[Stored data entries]

========

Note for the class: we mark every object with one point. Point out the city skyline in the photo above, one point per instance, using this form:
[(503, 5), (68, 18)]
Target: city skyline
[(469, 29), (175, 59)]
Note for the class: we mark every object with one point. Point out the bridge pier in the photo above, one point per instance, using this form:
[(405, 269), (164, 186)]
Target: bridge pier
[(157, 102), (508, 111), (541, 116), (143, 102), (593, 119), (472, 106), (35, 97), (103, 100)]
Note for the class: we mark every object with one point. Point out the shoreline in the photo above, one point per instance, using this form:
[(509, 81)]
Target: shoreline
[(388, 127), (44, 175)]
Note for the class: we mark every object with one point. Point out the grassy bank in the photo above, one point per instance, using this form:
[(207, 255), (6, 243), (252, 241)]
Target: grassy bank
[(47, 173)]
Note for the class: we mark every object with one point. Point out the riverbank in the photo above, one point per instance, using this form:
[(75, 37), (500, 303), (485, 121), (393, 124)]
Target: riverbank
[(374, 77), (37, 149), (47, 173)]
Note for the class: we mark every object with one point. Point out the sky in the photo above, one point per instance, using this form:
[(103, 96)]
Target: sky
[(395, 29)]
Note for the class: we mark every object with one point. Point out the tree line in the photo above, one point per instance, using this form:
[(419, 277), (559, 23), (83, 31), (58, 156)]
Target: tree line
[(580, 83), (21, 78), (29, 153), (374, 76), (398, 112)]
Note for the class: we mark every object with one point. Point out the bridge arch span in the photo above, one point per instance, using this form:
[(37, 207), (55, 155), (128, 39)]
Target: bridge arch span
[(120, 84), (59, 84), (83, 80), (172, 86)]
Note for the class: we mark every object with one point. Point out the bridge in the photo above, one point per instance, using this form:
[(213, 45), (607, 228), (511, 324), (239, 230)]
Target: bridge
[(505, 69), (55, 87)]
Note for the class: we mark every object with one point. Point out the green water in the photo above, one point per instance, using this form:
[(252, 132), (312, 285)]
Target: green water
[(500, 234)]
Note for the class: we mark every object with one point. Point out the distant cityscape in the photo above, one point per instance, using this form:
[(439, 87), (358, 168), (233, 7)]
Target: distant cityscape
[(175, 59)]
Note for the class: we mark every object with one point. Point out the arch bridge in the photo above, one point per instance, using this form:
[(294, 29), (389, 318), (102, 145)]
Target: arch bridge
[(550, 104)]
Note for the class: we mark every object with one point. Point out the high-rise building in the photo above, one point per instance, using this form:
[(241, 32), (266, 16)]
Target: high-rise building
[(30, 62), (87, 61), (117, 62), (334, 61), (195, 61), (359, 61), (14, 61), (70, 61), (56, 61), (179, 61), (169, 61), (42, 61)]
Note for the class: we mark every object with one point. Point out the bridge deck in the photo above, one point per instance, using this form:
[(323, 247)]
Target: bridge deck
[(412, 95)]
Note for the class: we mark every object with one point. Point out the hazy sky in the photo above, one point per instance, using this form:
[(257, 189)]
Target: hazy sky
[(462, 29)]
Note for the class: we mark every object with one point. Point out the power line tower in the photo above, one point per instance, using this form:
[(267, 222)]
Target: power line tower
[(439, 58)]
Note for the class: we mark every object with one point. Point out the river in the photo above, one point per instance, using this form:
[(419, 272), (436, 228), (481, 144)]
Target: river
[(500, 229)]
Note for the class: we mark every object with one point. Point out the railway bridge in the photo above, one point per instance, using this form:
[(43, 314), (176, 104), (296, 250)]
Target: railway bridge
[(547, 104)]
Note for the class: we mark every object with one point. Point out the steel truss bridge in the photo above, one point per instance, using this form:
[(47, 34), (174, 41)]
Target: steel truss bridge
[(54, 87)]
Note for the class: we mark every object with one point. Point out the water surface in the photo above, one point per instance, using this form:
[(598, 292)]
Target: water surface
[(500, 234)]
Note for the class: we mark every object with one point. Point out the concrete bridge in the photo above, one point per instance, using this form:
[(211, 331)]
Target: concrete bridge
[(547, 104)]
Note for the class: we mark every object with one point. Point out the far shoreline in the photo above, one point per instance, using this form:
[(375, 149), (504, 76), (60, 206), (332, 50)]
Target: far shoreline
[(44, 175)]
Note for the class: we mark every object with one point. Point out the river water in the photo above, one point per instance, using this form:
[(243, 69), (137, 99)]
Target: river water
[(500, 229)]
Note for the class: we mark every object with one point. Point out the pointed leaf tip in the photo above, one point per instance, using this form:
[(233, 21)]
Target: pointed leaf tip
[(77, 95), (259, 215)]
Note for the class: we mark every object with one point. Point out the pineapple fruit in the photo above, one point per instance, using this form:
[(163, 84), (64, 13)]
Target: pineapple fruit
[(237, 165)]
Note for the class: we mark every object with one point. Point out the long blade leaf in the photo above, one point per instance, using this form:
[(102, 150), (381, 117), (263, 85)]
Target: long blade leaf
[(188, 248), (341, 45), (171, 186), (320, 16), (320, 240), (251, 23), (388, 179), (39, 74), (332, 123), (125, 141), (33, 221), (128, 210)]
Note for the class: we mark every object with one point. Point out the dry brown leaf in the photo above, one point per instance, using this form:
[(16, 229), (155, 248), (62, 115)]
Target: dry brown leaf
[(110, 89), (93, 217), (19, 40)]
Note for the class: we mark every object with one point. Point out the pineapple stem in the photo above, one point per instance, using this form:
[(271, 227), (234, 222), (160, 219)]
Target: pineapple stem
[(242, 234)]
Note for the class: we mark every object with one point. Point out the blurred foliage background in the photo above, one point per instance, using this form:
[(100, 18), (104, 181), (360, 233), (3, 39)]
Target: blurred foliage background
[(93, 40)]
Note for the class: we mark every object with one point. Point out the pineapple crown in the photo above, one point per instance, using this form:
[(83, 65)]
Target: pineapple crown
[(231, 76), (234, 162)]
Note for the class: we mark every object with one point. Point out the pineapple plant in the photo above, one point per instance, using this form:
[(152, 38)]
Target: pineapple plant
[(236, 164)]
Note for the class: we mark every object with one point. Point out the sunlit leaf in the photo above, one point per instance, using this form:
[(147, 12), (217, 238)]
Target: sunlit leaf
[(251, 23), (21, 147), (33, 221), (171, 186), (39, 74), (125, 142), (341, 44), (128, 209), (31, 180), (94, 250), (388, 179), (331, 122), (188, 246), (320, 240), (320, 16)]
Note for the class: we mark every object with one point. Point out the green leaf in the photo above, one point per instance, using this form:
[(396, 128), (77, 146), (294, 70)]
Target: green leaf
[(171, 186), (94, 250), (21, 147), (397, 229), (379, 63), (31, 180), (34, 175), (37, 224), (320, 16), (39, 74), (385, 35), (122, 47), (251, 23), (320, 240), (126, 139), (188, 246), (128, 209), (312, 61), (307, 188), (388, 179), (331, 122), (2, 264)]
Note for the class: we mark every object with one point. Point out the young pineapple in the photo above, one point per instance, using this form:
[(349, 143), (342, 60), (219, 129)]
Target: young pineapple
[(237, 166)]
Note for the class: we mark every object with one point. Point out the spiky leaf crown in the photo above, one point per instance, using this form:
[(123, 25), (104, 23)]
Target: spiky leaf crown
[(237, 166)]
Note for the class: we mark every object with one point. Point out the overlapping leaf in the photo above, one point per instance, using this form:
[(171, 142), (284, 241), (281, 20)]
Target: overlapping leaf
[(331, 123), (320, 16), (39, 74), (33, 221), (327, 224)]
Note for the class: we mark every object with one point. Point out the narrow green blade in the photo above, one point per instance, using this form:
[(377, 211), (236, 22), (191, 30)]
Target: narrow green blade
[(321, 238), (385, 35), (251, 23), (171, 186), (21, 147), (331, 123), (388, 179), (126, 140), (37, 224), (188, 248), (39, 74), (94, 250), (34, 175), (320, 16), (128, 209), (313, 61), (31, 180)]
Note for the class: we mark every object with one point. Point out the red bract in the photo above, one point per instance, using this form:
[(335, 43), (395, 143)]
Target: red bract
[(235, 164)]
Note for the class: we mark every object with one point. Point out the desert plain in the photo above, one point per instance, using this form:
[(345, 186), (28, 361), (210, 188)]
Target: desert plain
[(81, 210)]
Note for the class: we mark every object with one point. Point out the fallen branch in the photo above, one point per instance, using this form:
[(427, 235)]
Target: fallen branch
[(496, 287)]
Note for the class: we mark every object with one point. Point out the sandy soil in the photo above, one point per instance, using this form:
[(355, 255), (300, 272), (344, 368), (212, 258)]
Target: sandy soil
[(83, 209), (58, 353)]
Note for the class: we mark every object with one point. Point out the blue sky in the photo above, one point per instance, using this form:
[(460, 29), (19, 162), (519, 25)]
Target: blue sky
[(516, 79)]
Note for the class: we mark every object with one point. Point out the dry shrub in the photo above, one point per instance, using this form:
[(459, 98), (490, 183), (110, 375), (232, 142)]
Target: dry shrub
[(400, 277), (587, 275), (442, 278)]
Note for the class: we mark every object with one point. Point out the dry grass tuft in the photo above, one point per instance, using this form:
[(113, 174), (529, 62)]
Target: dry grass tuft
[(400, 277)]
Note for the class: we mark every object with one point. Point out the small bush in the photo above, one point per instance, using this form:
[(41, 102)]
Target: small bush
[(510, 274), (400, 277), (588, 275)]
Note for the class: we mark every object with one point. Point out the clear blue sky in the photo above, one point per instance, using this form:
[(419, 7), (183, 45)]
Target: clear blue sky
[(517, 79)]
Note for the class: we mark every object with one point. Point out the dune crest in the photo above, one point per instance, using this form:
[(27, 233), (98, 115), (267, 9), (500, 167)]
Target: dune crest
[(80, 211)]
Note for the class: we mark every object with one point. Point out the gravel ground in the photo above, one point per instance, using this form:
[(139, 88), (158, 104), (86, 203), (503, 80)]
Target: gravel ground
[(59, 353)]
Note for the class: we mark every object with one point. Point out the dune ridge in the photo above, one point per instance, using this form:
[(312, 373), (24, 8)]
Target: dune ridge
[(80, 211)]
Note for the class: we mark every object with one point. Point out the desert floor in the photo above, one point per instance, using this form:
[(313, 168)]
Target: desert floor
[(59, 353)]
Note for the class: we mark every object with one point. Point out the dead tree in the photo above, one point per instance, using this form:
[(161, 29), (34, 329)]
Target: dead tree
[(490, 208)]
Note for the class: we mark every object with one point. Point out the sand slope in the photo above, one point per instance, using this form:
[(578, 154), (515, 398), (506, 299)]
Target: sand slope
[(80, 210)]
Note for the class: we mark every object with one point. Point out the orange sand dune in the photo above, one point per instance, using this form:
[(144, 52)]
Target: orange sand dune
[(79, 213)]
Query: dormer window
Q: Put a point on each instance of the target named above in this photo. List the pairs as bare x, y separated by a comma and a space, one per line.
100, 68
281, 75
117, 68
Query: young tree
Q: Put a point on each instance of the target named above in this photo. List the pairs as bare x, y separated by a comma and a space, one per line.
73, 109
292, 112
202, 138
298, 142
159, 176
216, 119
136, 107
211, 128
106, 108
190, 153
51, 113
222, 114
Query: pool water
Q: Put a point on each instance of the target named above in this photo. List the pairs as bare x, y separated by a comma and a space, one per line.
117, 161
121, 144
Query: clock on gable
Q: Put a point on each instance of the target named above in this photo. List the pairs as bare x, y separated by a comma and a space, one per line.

========

Assignment:
Please copy the lines above from the line with "out the long" up to and including the line with "[(102, 150), (381, 117), (263, 85)]", exactly as written and with nothing else.

Task answer:
Note for the class: we mark every object with one point. Point out the long blade leaf in the photo above, one point per instance, using this form:
[(102, 150), (381, 117), (263, 85)]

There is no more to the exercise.